The exercise - Copy the data word for word, keeping every line.

Position annotation records -

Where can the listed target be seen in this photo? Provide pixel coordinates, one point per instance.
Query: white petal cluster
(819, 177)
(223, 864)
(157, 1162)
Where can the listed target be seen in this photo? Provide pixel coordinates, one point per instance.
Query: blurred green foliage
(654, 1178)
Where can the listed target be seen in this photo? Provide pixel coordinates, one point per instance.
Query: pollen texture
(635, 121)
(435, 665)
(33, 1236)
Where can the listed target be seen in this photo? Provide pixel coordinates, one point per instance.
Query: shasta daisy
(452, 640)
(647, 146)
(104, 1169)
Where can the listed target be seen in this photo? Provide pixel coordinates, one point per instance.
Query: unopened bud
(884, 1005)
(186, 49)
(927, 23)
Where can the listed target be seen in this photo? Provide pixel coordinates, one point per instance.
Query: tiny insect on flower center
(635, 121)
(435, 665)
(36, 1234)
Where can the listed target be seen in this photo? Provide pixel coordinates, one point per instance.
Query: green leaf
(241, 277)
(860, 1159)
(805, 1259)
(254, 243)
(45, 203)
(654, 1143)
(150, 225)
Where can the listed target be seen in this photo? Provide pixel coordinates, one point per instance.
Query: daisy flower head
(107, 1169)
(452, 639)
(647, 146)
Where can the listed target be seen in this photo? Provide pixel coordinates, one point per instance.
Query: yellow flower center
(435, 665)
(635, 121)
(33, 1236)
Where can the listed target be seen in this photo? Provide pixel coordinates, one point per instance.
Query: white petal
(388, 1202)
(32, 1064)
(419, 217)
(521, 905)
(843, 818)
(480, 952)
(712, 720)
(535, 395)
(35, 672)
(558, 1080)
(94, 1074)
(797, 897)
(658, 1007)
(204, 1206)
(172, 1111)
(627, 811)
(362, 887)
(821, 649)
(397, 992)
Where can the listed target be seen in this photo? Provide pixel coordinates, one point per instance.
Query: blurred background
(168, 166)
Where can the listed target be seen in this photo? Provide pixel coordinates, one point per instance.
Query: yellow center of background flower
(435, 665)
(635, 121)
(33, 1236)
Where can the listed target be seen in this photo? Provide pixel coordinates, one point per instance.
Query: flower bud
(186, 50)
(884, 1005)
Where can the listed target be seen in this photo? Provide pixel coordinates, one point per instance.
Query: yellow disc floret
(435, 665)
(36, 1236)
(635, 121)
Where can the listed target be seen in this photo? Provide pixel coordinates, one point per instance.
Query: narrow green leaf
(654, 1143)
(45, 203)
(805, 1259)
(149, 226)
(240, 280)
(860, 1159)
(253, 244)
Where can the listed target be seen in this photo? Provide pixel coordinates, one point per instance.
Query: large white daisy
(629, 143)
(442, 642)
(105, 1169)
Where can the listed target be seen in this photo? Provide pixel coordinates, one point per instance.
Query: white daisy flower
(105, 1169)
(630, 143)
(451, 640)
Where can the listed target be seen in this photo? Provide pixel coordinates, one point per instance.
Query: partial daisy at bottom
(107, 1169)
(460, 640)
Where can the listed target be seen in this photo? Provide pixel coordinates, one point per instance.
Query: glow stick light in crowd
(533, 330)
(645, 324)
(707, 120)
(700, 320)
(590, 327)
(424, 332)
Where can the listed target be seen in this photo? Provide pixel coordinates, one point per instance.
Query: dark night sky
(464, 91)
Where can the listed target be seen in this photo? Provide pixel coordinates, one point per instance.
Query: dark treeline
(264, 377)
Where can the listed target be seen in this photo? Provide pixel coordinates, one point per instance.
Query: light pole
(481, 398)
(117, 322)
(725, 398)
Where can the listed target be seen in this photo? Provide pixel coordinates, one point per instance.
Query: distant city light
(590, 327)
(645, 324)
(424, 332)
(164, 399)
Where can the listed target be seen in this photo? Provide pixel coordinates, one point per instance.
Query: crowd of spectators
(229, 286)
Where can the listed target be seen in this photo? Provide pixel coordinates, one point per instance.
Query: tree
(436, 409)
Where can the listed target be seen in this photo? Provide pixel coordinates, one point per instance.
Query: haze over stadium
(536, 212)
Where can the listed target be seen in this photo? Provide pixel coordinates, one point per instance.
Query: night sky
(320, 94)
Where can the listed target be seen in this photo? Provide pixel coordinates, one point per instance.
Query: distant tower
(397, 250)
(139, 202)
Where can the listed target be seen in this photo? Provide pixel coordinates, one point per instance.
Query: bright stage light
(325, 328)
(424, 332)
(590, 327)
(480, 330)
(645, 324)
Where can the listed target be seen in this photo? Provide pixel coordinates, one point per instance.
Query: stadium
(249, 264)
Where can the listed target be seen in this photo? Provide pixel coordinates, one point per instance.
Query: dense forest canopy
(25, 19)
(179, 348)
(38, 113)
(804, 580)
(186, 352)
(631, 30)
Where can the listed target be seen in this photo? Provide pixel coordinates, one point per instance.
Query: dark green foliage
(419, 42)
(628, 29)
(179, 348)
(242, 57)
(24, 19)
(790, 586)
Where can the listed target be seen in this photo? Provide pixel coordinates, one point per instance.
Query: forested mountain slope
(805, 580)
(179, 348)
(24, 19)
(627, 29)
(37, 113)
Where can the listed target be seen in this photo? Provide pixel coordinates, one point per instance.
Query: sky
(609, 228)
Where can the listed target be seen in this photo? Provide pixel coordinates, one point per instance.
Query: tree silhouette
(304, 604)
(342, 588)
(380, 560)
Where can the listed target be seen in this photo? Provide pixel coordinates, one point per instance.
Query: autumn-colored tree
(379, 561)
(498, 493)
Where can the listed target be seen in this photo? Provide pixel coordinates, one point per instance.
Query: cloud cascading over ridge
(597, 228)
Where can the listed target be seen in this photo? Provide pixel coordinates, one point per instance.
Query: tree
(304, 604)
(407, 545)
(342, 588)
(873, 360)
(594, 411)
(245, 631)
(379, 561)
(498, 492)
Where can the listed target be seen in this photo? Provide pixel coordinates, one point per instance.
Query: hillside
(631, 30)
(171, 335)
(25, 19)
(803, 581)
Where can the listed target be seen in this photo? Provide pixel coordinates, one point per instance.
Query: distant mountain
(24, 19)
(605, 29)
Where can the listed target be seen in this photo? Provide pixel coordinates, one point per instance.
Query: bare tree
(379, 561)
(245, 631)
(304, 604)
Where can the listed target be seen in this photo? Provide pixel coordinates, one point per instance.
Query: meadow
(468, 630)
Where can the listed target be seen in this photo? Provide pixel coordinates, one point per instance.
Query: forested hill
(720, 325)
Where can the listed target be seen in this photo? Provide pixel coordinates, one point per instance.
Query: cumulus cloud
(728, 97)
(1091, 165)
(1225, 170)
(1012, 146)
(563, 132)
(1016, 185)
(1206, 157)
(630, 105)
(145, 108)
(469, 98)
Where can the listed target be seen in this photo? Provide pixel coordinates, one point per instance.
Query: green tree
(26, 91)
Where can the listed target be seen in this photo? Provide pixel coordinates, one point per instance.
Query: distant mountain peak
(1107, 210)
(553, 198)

Solved problem -
Where can the listed target be seen in this photo? Provide pixel coordinates, one point per instance.
Query: white petal cluster
(819, 177)
(223, 864)
(157, 1162)
Where can the listed target be seen in this photo? Provide pixel coordinates, one point per instance.
Query: blurred green foliage
(654, 1178)
Where can the listed target be seen in this photo? Provide pixel coordinates, one point per instance.
Query: pollen texture
(635, 121)
(435, 665)
(33, 1236)
Where can the listed target be seen in this photo? Provide pixel coordinates, one point per instance.
Query: shasta daisy
(452, 640)
(647, 146)
(104, 1169)
Where can the listed target be seen in this photo? Provide pixel coordinates, one point per instance.
Query: unopened bud
(884, 1005)
(186, 49)
(927, 23)
Where can the listed target be seen in this photo? Provide pixel coordinates, one point per instance.
Query: tiny insect on flower center
(635, 121)
(435, 665)
(36, 1234)
Where can the listed target be seen in this photo? Provide pixel coordinates, one point per instance.
Query: green leaf
(241, 277)
(860, 1159)
(805, 1259)
(254, 243)
(45, 203)
(654, 1143)
(150, 225)
Where can the listed target be seen in this photo? Provide pixel coordinates, one point per instance.
Query: daisy flower head
(107, 1169)
(452, 639)
(647, 146)
Where can the listed target be seen in this photo? Provide pixel coordinates, one point per instance.
Query: yellow flower center
(435, 665)
(635, 121)
(33, 1236)
Where can the listed target be seen in this photo? Provide pixel coordinates, one point per instance.
Query: white petal
(388, 1202)
(32, 1064)
(419, 217)
(521, 905)
(843, 818)
(480, 952)
(712, 720)
(535, 395)
(35, 672)
(558, 1080)
(94, 1074)
(797, 897)
(658, 1007)
(204, 1206)
(172, 1111)
(627, 811)
(362, 887)
(821, 649)
(397, 992)
Where can the listed target be seen in this photo? Provide pixel coordinates, one point per instance.
Query: blurred background
(168, 166)
Where can the listed target be seen in this photo? Provide pixel coordinates, one point per instance.
Query: yellow center of background flower
(435, 665)
(635, 121)
(33, 1236)
Where can the listed target be seen in this photo? Provide pixel coordinates, one point per instance.
Query: flower bud
(186, 50)
(884, 1005)
Where can the listed target be seen in this photo? Provide pixel coordinates, one point per instance.
Query: yellow disc floret
(435, 665)
(36, 1236)
(635, 121)
Where can the listed target be seen in this photo? Provide pixel coordinates, one point per instance.
Query: narrow green leaf
(654, 1143)
(45, 203)
(805, 1259)
(149, 226)
(240, 280)
(860, 1159)
(253, 244)
Where can the listed target be seen in this photo? Provide pixel coordinates, one point per instance.
Query: large white daisy
(629, 143)
(442, 642)
(105, 1169)
Where can the listed target be seen in this photo? Provide pixel coordinates, one point per instance.
Query: white daisy flower
(105, 1169)
(630, 143)
(451, 640)
Where can the listed target be seen in this photo? Provide pixel coordinates, one point per instance.
Query: partial daisy at bottom
(107, 1169)
(460, 640)
Where can the listed target be seen in this photo? Provide pixel coordinates, one point per instance.
Query: glow stick light in crowd
(533, 330)
(645, 324)
(707, 120)
(700, 320)
(590, 327)
(424, 332)
Where can the listed target be seen in this photo? Provide pixel coordinates, one point per instance.
Query: dark night sky
(464, 91)
Where can the listed target be seen in this photo? Provide pixel coordinates, one point per instance.
Query: dark treeline
(264, 377)
Where can the listed target be seen in this photo? Provide pixel coordinates, one point per instance.
Query: light pole
(481, 398)
(117, 322)
(725, 398)
Where can the listed target be seen in this photo? Provide pixel coordinates, one point per instance.
Query: distant city light
(590, 327)
(645, 324)
(424, 332)
(164, 399)
Where can the listed target be seen in this photo? Provide pixel coordinates, one point per instance.
Query: crowd of spectators
(229, 286)
Where can the listed target be seen in this photo? Provide pixel coordinates, one point per instance.
Query: tree
(436, 409)
Where can the listed target be seen in this photo? Provide pixel coordinates, one point per instance.
Query: haze over stadium
(536, 212)
Where can the listed target be seen in this photo? Provide pixel coordinates, one point per instance.
Query: night sky
(320, 94)
Where can the listed target be seen in this photo? Provide pixel coordinates, one point per instance.
Query: distant tower
(397, 250)
(139, 202)
Where can the listed target be seen in this photo? Provide pixel coordinates, one point per instance.
Query: bright stage light
(325, 328)
(424, 332)
(590, 327)
(480, 330)
(645, 324)
Where can the listed target be seen in this photo? Provide pixel coordinates, one point per instance.
Query: stadium
(249, 264)
Where can the listed target be seen in this photo? Provide pixel coordinates, one point per instance.
Query: dense forest canopy
(25, 19)
(179, 348)
(38, 113)
(804, 580)
(186, 352)
(631, 30)
Where can the listed target be seen in this photo? Provide pixel coordinates, one point per instance.
Query: dark green foliage
(419, 42)
(628, 29)
(179, 348)
(242, 57)
(24, 19)
(790, 586)
Where can the listed target be seen in this photo? Provide pixel coordinates, one point per instance.
Query: forested mountain slope
(805, 580)
(179, 348)
(24, 19)
(627, 29)
(37, 113)
Where can the listed target be seen in this photo? Provide pixel coordinates, one point per instance.
Query: sky
(609, 228)
Where can the listed target be seen in this photo? Provide pixel coordinates, one point per instance.
Query: tree silhouette
(304, 604)
(342, 588)
(380, 560)
Where can the listed target be seen in this photo? Provide pixel coordinates, one point per instance.
Query: autumn-colored tree
(379, 561)
(498, 493)
Where can the listed target be seen in this photo? Provide pixel coordinates, one point per instance.
Query: cloud cascading over ridge
(597, 228)
Where can the listed target be seen in this photo? Provide pixel coordinates, one point per instance.
Query: tree
(304, 604)
(407, 545)
(342, 588)
(873, 360)
(594, 411)
(245, 631)
(379, 561)
(498, 492)
Where can the listed target be seen in this photo? Provide pixel coordinates, one point per instance.
Query: hillside
(631, 30)
(171, 335)
(25, 19)
(803, 581)
Where can the listed target be seen in this photo? Provide pixel coordinates, one point per instance.
Query: distant mountain
(24, 19)
(605, 29)
Where can the listed target be seen in this photo? Provide pixel coordinates, one point per instance.
Query: bare tree
(379, 561)
(245, 631)
(304, 604)
Where can the listed target be seen in this photo? Provide pixel coordinates, one point per instance.
Query: meadow
(468, 630)
Where can the listed target be seen in this photo? Provide pixel coordinates, one point per instance.
Query: forested hill
(720, 325)
Where can the listed target be seen in this photo? Provide pixel coordinates, one point per instance.
Query: cumulus cloud
(728, 97)
(1091, 165)
(1225, 170)
(1012, 146)
(563, 132)
(1016, 185)
(1206, 157)
(630, 105)
(145, 108)
(469, 98)
Where can the listed target be seen in this photo? Provide pixel coordinates, one point per instance.
Query: green tree
(26, 91)
Where can the listed target be seen in this photo? Provide pixel coordinates, one point per instance.
Query: distant mountain peak
(1107, 210)
(553, 198)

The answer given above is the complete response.